Rows taken from a segmentation dataset

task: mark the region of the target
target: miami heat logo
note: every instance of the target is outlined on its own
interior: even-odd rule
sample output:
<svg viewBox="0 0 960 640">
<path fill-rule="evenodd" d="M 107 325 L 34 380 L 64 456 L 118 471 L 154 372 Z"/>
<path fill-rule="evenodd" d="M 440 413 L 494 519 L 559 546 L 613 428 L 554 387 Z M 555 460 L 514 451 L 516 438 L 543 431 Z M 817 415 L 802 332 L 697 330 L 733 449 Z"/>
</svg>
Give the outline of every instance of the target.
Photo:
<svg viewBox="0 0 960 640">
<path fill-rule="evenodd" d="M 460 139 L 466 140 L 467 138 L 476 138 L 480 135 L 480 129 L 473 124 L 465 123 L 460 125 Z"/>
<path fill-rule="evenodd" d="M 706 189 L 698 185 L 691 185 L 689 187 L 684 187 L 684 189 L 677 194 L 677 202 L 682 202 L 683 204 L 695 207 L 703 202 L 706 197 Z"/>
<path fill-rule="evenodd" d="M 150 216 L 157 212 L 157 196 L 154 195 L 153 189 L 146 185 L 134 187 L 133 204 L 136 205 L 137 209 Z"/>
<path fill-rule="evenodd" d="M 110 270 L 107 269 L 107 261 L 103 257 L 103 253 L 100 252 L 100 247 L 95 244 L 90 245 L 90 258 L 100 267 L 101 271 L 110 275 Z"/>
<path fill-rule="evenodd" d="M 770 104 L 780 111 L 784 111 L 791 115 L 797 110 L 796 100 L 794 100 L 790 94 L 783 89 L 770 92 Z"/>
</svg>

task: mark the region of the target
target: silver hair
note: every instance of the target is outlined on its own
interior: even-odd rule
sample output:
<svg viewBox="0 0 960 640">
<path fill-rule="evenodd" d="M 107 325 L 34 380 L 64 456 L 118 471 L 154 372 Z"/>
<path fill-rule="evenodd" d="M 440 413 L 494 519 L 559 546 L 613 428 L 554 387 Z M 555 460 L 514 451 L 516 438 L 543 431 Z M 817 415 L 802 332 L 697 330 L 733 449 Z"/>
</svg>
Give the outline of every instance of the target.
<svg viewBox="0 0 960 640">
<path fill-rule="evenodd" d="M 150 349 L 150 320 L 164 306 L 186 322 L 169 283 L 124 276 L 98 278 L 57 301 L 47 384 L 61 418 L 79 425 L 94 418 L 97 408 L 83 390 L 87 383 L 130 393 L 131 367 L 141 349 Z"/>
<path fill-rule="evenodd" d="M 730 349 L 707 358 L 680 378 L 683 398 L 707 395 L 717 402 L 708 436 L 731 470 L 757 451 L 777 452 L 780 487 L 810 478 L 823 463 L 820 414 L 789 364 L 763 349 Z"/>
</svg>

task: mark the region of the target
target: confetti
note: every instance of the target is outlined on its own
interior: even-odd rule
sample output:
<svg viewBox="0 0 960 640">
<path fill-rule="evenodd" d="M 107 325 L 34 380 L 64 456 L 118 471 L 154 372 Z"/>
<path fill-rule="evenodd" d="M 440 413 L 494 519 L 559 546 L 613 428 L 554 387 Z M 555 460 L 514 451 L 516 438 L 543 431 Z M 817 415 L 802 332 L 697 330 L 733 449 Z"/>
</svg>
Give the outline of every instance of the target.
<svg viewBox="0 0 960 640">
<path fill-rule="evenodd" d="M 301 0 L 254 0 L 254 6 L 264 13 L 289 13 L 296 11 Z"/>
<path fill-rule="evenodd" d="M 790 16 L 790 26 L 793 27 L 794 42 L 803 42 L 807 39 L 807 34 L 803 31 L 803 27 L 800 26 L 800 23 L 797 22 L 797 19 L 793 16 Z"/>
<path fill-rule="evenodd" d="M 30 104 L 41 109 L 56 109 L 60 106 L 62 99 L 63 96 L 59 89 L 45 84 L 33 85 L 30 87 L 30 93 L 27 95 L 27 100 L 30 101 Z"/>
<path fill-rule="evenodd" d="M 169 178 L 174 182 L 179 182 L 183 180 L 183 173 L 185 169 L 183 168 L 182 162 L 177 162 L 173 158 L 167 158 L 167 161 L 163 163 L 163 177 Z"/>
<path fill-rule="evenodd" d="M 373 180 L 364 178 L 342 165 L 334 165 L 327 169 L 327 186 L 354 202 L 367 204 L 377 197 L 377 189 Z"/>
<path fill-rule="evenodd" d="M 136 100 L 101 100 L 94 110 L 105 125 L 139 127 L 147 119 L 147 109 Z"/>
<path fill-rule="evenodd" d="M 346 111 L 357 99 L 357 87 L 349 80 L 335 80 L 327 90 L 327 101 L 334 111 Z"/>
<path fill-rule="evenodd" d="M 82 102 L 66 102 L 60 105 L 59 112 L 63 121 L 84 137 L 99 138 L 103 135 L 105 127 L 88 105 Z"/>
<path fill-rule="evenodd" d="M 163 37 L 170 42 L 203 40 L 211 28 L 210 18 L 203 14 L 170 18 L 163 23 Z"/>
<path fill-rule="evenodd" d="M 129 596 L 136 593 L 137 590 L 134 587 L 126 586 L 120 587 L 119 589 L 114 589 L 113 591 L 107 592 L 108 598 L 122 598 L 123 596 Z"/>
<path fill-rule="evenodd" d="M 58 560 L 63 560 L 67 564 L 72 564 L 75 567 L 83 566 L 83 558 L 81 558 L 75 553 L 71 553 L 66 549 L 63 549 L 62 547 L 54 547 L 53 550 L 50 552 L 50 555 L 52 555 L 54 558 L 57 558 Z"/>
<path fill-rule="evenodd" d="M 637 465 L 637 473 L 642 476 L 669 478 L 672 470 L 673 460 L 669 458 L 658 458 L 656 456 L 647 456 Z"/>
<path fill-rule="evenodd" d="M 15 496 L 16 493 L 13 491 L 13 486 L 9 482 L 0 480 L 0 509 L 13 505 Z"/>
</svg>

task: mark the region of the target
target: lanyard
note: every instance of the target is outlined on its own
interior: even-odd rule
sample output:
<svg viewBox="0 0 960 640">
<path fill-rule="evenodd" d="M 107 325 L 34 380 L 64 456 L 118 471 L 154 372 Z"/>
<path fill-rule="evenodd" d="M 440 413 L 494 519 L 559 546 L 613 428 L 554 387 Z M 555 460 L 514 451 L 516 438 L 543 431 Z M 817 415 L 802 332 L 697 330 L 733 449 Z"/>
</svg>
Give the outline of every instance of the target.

**Exercise objective:** Please turn all of the material above into a Markdown table with two columns, n and Line. Put each line in its own row with its number in n, and leave out blank lines.

**Expected answer:**
| n | Line |
|---|---|
| 1 | task: mark the region of the target |
| 2 | target: miami heat logo |
| 3 | note: every instance of the target is outlined on its own |
| 4 | interior: even-odd rule |
| 5 | sample output: |
| 6 | <svg viewBox="0 0 960 640"> |
| 7 | <path fill-rule="evenodd" d="M 107 325 L 34 380 L 64 456 L 118 471 L 154 372 Z"/> |
| 8 | <path fill-rule="evenodd" d="M 440 413 L 494 519 L 559 546 L 613 428 L 554 387 Z M 555 460 L 514 451 L 516 438 L 543 431 Z M 817 415 L 802 332 L 697 330 L 733 449 Z"/> |
| 9 | </svg> |
| 10 | Give the outline of every instance of the target. |
| 11 | Photo: |
| 12 | <svg viewBox="0 0 960 640"> |
| 13 | <path fill-rule="evenodd" d="M 460 139 L 466 140 L 467 138 L 476 138 L 480 135 L 480 129 L 473 124 L 465 123 L 460 125 Z"/> |
| 14 | <path fill-rule="evenodd" d="M 706 189 L 698 185 L 691 185 L 689 187 L 684 187 L 684 189 L 677 194 L 677 202 L 682 202 L 683 204 L 695 207 L 703 202 L 706 197 Z"/> |
| 15 | <path fill-rule="evenodd" d="M 150 216 L 157 212 L 157 196 L 154 195 L 153 189 L 146 185 L 134 187 L 133 204 L 136 205 L 137 209 Z"/> |
| 16 | <path fill-rule="evenodd" d="M 110 270 L 107 269 L 107 261 L 103 257 L 103 253 L 100 252 L 100 247 L 95 244 L 90 245 L 90 258 L 100 267 L 101 271 L 110 275 Z"/> |
| 17 | <path fill-rule="evenodd" d="M 770 104 L 780 111 L 784 111 L 791 115 L 797 110 L 796 100 L 794 100 L 790 94 L 783 89 L 770 92 Z"/> |
| 18 | </svg> |
| 19 | task: mark the region of the target |
| 20 | target: silver hair |
| 21 | note: every instance of the target is outlined on its own |
| 22 | interior: even-odd rule |
| 23 | sample output: |
| 24 | <svg viewBox="0 0 960 640"> |
| 25 | <path fill-rule="evenodd" d="M 107 325 L 34 380 L 64 456 L 118 471 L 154 372 Z"/> |
| 26 | <path fill-rule="evenodd" d="M 440 413 L 494 519 L 559 546 L 613 428 L 554 387 Z M 555 460 L 514 451 L 516 438 L 543 431 Z M 817 415 L 802 332 L 697 330 L 733 449 Z"/> |
| 27 | </svg> |
| 28 | Give the outline of every instance of the target. |
| 29 | <svg viewBox="0 0 960 640"> |
| 30 | <path fill-rule="evenodd" d="M 150 349 L 150 320 L 164 306 L 186 322 L 169 283 L 124 276 L 98 278 L 57 301 L 47 384 L 61 418 L 79 425 L 94 418 L 97 408 L 83 390 L 87 383 L 130 393 L 131 367 L 141 349 Z"/> |
| 31 | <path fill-rule="evenodd" d="M 730 349 L 707 358 L 680 378 L 683 398 L 707 395 L 717 402 L 708 436 L 731 470 L 757 451 L 777 452 L 780 487 L 810 478 L 823 463 L 820 414 L 789 364 L 763 349 Z"/> |
| 32 | </svg> |
| 33 | task: mark the region of the target |
| 34 | target: confetti |
| 35 | note: every instance of the target is outlined on its own |
| 36 | interior: even-odd rule |
| 37 | sample output: |
| 38 | <svg viewBox="0 0 960 640"> |
| 39 | <path fill-rule="evenodd" d="M 107 325 L 34 380 L 64 456 L 118 471 L 154 372 Z"/> |
| 40 | <path fill-rule="evenodd" d="M 440 413 L 494 519 L 559 546 L 613 428 L 554 387 Z M 555 460 L 514 451 L 516 438 L 543 431 Z M 817 415 L 802 332 L 697 330 L 733 449 Z"/> |
| 41 | </svg> |
| 42 | Give the outline of every instance of the target. |
| 43 | <svg viewBox="0 0 960 640"> |
| 44 | <path fill-rule="evenodd" d="M 301 0 L 254 0 L 254 6 L 264 13 L 289 13 L 296 11 Z"/> |
| 45 | <path fill-rule="evenodd" d="M 790 16 L 790 26 L 793 27 L 794 42 L 803 42 L 807 39 L 807 34 L 803 31 L 803 27 L 800 26 L 800 23 L 797 22 L 797 19 L 793 16 Z"/> |
| 46 | <path fill-rule="evenodd" d="M 30 104 L 41 109 L 56 109 L 60 106 L 62 99 L 63 96 L 59 89 L 45 84 L 33 85 L 30 87 L 30 93 L 27 95 L 27 100 L 30 101 Z"/> |
| 47 | <path fill-rule="evenodd" d="M 169 178 L 174 182 L 179 182 L 183 180 L 183 173 L 185 169 L 183 168 L 182 162 L 177 162 L 173 158 L 167 158 L 167 161 L 163 163 L 163 177 Z"/> |
| 48 | <path fill-rule="evenodd" d="M 373 180 L 364 178 L 342 165 L 334 165 L 327 169 L 327 186 L 354 202 L 367 204 L 377 197 L 377 189 Z"/> |
| 49 | <path fill-rule="evenodd" d="M 136 100 L 101 100 L 94 110 L 105 125 L 139 127 L 147 119 L 147 109 Z"/> |
| 50 | <path fill-rule="evenodd" d="M 346 111 L 357 99 L 357 87 L 349 80 L 335 80 L 327 90 L 327 101 L 334 111 Z"/> |
| 51 | <path fill-rule="evenodd" d="M 82 102 L 66 102 L 60 105 L 59 112 L 63 121 L 84 137 L 99 138 L 103 135 L 105 127 L 88 105 Z"/> |
| 52 | <path fill-rule="evenodd" d="M 163 37 L 170 42 L 203 40 L 211 28 L 210 18 L 203 14 L 170 18 L 163 23 Z"/> |
| 53 | <path fill-rule="evenodd" d="M 129 596 L 136 593 L 137 590 L 134 587 L 126 586 L 120 587 L 119 589 L 114 589 L 113 591 L 107 592 L 108 598 L 122 598 L 123 596 Z"/> |
| 54 | <path fill-rule="evenodd" d="M 58 560 L 63 560 L 67 564 L 72 564 L 75 567 L 83 566 L 83 558 L 81 558 L 75 553 L 71 553 L 66 549 L 63 549 L 62 547 L 54 547 L 53 550 L 50 552 L 50 555 L 52 555 L 54 558 L 57 558 Z"/> |
| 55 | <path fill-rule="evenodd" d="M 637 465 L 637 473 L 642 476 L 669 478 L 672 470 L 673 460 L 669 458 L 658 458 L 656 456 L 647 456 Z"/> |
| 56 | <path fill-rule="evenodd" d="M 15 496 L 16 493 L 13 491 L 13 486 L 9 482 L 0 480 L 0 509 L 13 505 Z"/> |
| 57 | </svg> |
| 58 | task: mark the region of the target |
| 59 | target: lanyard |
| 60 | note: every instance of the target is outlined on its own |
| 61 | interior: even-odd rule |
| 62 | sample output: |
| 63 | <svg viewBox="0 0 960 640"> |
| 64 | <path fill-rule="evenodd" d="M 107 325 L 34 380 L 64 456 L 118 471 L 154 372 Z"/> |
| 65 | <path fill-rule="evenodd" d="M 440 413 L 494 519 L 559 546 L 613 428 L 554 387 Z M 555 460 L 514 451 L 516 438 L 543 431 Z M 817 415 L 802 332 L 697 330 L 733 449 Z"/> |
| 66 | </svg> |
| 67 | Give the outline of every instance of the target. |